**What is expected:** In your copy, include every line of the records exactly and no picture at all.

**Information provided:**
○ ○ ○ ○

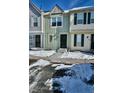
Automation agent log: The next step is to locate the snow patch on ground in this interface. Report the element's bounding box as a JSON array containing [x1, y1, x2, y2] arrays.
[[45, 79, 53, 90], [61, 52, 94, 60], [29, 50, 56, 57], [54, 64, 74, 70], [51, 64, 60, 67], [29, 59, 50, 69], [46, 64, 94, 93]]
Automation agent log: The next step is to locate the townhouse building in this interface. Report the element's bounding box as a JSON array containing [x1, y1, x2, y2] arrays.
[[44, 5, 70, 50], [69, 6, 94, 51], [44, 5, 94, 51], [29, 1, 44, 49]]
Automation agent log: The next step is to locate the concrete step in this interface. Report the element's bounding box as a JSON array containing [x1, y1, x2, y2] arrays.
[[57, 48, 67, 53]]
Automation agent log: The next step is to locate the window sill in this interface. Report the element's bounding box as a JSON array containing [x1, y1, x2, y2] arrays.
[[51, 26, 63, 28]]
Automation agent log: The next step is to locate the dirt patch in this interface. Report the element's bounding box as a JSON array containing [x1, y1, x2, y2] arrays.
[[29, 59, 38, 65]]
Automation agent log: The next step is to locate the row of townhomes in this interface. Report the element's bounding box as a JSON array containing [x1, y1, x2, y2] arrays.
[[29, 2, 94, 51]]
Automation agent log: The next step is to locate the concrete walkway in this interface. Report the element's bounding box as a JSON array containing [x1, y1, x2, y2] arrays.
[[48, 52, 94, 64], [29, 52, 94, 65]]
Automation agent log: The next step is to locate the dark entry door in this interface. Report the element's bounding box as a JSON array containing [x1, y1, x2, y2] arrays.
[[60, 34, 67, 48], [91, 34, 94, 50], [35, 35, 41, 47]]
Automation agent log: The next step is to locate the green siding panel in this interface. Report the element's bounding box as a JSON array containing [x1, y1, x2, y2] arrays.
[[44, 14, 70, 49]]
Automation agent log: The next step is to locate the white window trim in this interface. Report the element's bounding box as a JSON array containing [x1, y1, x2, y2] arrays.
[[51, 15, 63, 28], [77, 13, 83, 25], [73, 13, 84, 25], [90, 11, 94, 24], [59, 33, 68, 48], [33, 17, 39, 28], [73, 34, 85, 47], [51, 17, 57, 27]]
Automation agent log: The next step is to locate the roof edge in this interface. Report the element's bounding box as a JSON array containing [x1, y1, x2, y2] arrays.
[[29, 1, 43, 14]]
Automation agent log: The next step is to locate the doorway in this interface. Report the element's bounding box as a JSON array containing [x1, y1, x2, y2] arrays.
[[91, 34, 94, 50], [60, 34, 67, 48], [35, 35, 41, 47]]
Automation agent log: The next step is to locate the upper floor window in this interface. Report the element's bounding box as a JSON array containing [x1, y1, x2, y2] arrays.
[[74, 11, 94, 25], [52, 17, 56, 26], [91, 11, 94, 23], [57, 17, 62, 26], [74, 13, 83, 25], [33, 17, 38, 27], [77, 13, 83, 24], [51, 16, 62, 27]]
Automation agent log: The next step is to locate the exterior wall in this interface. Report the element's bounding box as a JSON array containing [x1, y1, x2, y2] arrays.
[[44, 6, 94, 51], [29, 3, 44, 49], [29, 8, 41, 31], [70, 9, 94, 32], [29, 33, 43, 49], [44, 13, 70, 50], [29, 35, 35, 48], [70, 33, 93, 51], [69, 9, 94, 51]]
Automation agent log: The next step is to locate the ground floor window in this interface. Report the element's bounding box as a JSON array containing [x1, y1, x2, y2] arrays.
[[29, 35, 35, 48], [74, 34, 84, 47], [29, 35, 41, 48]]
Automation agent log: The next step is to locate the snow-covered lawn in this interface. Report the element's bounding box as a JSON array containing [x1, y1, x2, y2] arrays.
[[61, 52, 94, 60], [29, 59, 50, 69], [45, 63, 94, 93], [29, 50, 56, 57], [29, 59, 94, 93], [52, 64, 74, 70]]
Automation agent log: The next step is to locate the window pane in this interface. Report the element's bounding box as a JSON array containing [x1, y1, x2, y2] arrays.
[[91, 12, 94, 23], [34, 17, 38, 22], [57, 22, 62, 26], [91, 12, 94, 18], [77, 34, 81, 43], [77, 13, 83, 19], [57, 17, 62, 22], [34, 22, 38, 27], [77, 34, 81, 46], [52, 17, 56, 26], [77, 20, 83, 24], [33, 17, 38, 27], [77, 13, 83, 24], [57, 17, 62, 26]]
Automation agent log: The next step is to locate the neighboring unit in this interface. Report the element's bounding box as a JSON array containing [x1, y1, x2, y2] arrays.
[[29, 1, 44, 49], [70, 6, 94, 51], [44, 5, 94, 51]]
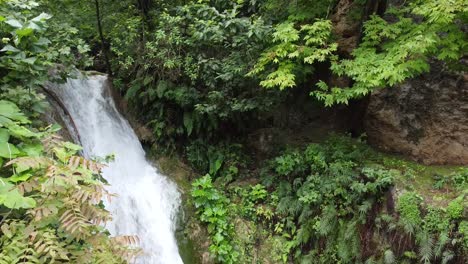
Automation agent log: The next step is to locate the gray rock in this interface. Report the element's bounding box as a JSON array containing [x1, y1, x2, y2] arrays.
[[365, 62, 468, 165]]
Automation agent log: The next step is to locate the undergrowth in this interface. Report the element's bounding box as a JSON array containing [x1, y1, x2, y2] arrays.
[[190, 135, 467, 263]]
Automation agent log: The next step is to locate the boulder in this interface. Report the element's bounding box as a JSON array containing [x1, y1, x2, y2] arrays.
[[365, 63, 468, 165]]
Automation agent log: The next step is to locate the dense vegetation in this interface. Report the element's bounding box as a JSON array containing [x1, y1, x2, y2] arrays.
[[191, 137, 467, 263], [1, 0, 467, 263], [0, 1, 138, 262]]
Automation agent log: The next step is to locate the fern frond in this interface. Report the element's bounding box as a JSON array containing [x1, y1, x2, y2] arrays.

○ ○ ○ ○

**Response box:**
Automation agent log: The next step is to locate the snow patch on ground in this interface. Report the element's bounding box as a JSON array containing [x1, y1, x2, y2] arrays.
[[45, 79, 53, 90], [61, 52, 94, 60], [29, 50, 56, 57], [54, 64, 74, 70], [51, 64, 60, 67], [29, 59, 50, 69], [46, 64, 94, 93]]
Automation agent log: The next step is to locate the townhouse building in this interface. Report the element's bounding box as a JSON array containing [x1, y1, x2, y2] arrays.
[[44, 5, 70, 50], [69, 6, 94, 51], [44, 5, 94, 51], [29, 1, 44, 49]]
Automation agent log: The next step is to locate the concrete step in this interface. Report the element's bounding box as a JSON array containing [x1, y1, x2, y2] arrays.
[[57, 48, 67, 53]]
Automation agent log: The next step is to locate the window sill in this interface. Report the element's bounding box as a JSON array containing [x1, y1, x2, y2] arrays.
[[51, 26, 63, 28]]
Automation agent log: The next step is to locate the dirt patch in this interface. Report the element's bounding box as a JSON array containing [x1, y1, x2, y2] arrays.
[[29, 59, 38, 65]]
Automation agent log: The next step is to locate the row of townhomes in this interface. Report the element's bounding box as a JSON array containing [x1, y1, x2, y2] arrays.
[[29, 2, 94, 51]]
Automation agent log: The next step is to locate the concrete walkway in this interface. Report the element's bounding box as a JSON array containing [x1, y1, x2, y2] arrays.
[[48, 52, 94, 64], [29, 52, 94, 65]]
Automation agent log: The next step is to locate the dark entry door in this interface. Report the element's bounding box as a JSON array containing [x1, y1, x2, y2] arrays.
[[60, 34, 67, 48], [91, 34, 94, 50], [35, 35, 41, 47]]
Automation agent log: The next step is to locate the green siding panel in this interface. Report the element's bounding box as a JSON array containing [x1, y1, x2, y2] arrays.
[[44, 14, 70, 49]]
Automation agent log: The next step is to locate the white window trim in this interface. Report the element's bounding box as a JSON array containing [x1, y1, x2, y2] arrays.
[[51, 15, 63, 28], [77, 13, 83, 25], [73, 13, 84, 25], [90, 11, 94, 24], [59, 33, 68, 48], [33, 17, 39, 28], [73, 34, 85, 47], [51, 17, 57, 27]]
Automation agent log: The next step is to locate the roof edge in this interface. Report the element's bounding box as a JSON array containing [x1, y1, x2, y2] arrays.
[[29, 1, 43, 14]]
Automation agent log: The next step is to locate the doorway in this interface. Report the element's bounding box as a JSON array containing [x1, y1, x2, y2] arrays.
[[91, 34, 94, 50], [60, 34, 67, 48], [35, 35, 41, 47]]
Automation agent log: The next step is to locate the upper floor window in this interface. Report the element's bounding box as a JSON array containing [x1, y1, x2, y2] arrays.
[[74, 11, 94, 25], [52, 17, 56, 26], [91, 11, 94, 23], [57, 17, 62, 26], [74, 13, 83, 25], [33, 17, 38, 27], [77, 13, 83, 24], [51, 16, 62, 27]]
Automation agent log: The next step is to locate the exterior wall in this interface. Report the element's bounding box as a JSON array containing [x1, y1, x2, y2] arrays.
[[44, 6, 94, 51], [29, 3, 44, 49], [29, 8, 41, 31], [70, 9, 94, 32], [29, 33, 43, 49], [44, 13, 70, 50], [29, 35, 35, 48], [70, 33, 93, 51], [69, 9, 94, 51]]
Automation agent log: The next step is to locate the ground floor window in this interface. Report the element's bounding box as a JSON array containing [x1, y1, x2, y2] arrays.
[[29, 35, 35, 48], [74, 34, 84, 47], [29, 35, 41, 48]]
Automation agent log: The next step is to locate the snow-covered lawn in this interface. Report the element's bounding box as a JSON array containing [x1, y1, x2, y2] arrays.
[[61, 52, 94, 60], [29, 59, 50, 69], [45, 63, 94, 93], [29, 50, 56, 57], [29, 59, 94, 93], [52, 64, 74, 70]]
Automation agent log: The next step is to locate the window pane in this interface. Report the element's bounding box as a JSON array containing [x1, y1, x2, y2] arrays.
[[91, 12, 94, 23], [34, 17, 38, 22], [57, 22, 62, 26], [91, 12, 94, 18], [77, 34, 81, 43], [77, 13, 83, 19], [57, 17, 62, 22], [34, 22, 38, 27], [77, 34, 81, 46], [52, 17, 56, 26], [77, 20, 83, 24], [33, 17, 38, 27], [77, 13, 83, 24], [57, 17, 62, 26]]
Automation agent log: The next step is to locate the neighboring unit in this interface. Report the element's bounding box as a JSON array containing [x1, y1, x2, y2] arrays.
[[29, 1, 44, 49], [70, 6, 94, 51], [44, 5, 94, 51]]
Automation agent log: The next step is to locate the gray rock in this interface. Report the element's bounding box as a JSON array containing [x1, y1, x2, y2] arrays.
[[365, 62, 468, 165]]
Automation agent log: The next step is to locate the undergrowth in this interface. Report the element's bounding box as a JSON array containing [x1, y1, x2, y2] arrays.
[[190, 135, 467, 263]]
Automation agent log: The next step is to locate the boulder in this interface. Report the element's bounding box as a JSON array containing [x1, y1, x2, y2] arrays.
[[365, 63, 468, 165]]
Automation agent log: The next step is to locate the dense vegetation in this interface. Report the element's bounding box as a JSON array containing [x1, y1, x2, y2] arrays.
[[191, 137, 467, 263], [1, 0, 467, 263], [0, 1, 138, 262]]
Automation agent log: The next step is to locate the fern frond in this interface. Report the element's bounding box as a JSON array containing [x1, y1, x2, y2] arrays.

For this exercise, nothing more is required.